BEGIN Source excerpt

# Salsa Delgado Rims



## CFBlue (Jun 28, 1999)

:mad2: Just an update on my Salsa rim failure. For those of you who weren't involved in the previous thread, I had some rims built for my commuter with Salsa Delgado rims, Campy hubs, and triple crossed spokes, 32 spokes per wheel. The spokes on the rear wheel were tied and soldered. I used the wheels for about 1200 miles in seven months. I never used the bike for loaded touring, but I did pull a BOB trailer. I am a big guy, to say the least.

I just got word from Salsa that they see no reason for premature failure, so it was decided that my rims must have cracked at every drive-side nipple due to abuse. They are not going to warranty the wheels at all. Those rims were my last Salsa product.

I don't see how using cyclocross and 29er wheels for commuting constitutes abuse. I have 500 miles on my Velocity Dyads, built onto the same hub. I will keep you updated on how the Dyads do in comparison.:mad2: :cryin: :mad2: :cryin: :mad2:


----------



## khill (Mar 4, 2004)

I've had a pair of Delgado rims for about three years and haven't had any problems. I use them on my cross bike for both road riding and offroad single track. They're 36 hole rims laced to Shimano 105 hubs. I had them built by Speedgoat.

No problems here. I've had to true them a couple of times but nothing outside the range of "ordinary". Not sure how many miles I've got on them but probably somewhere around 1500 or so. For reference, I weigh about 200 lbs and use 32mm CX tires on them.

I have seen other posters on this site with complaints as well so I've kept an eye on them. I guess I just got lucky.


----------



## blackhat (Jan 2, 2003)

Big Bad John said:


> my rims must have cracked at every drive-side nipple due to abuse.



that does suck, but it sounds more like maybe a bad build than a bad rim?


----------



## undies (Oct 13, 2005)

Bigbill has cracked a few sets of Delgado rims but IIRC they always warranty replaced the rims for him. 

FWIW, I've got ~1400 miles on my 36-hole Delgado rims with no problems yet. I weigh 240 lbs., run 700x32 Panaracer Pasela tires, Deore hubs, and I take them on all kinds of terrain. I also frequently carry heavy grocery shopping loads (no loaded tours yet). I am keeping an eye on the rims, but so far so good.


----------



## CFBlue (Jun 28, 1999)

blackhat said:


> that does suck, but it sounds more like maybe a bad build than a bad rim?


No, it was a good build. The guy that built them has built three sets of wheels for me, and this is the only set I have had problems with.

END Source excerpt
BEGIN Stored records

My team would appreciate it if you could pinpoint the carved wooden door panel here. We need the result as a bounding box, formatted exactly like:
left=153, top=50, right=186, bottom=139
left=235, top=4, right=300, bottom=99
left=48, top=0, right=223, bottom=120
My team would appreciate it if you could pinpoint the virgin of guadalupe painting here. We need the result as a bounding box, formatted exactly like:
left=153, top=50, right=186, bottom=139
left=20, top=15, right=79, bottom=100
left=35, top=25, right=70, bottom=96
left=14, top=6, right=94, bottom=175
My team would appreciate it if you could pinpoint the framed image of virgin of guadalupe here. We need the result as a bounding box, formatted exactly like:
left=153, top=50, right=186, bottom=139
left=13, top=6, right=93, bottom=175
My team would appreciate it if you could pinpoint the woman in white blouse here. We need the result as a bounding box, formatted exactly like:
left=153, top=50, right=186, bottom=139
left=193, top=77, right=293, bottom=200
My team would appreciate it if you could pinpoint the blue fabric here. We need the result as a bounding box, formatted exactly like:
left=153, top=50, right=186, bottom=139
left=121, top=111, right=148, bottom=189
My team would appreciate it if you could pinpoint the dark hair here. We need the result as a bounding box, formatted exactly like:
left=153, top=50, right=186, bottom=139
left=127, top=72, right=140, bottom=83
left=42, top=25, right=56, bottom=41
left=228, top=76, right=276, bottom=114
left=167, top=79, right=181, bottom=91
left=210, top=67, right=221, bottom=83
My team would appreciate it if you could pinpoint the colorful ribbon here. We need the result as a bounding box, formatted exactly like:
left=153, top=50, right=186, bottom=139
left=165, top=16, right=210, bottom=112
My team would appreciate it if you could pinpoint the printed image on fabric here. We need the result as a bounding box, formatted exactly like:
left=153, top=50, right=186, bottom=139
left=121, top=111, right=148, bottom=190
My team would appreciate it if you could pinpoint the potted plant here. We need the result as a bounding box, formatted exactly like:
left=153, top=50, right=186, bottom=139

END Stored records

- **Required task**: Condense the paragraph in the Salsa Delgado rims thread that begins "FWIW, I've got ~1400 miles" into a bulleted list that keeps its main facts. The data has no connection to the Salsa Delgado rims thread.

- **Exercise answer**:
- About 1,400 miles on 36-hole Delgado rims, with no problems yet
- Rider weight: 240 lbs
- Setup: 700x32 Panaracer Pasela tires on Deore hubs
- Ridden on all kinds of terrain
- Often carries heavy grocery loads; no loaded tours yet
- Rims are being watched, but so far so good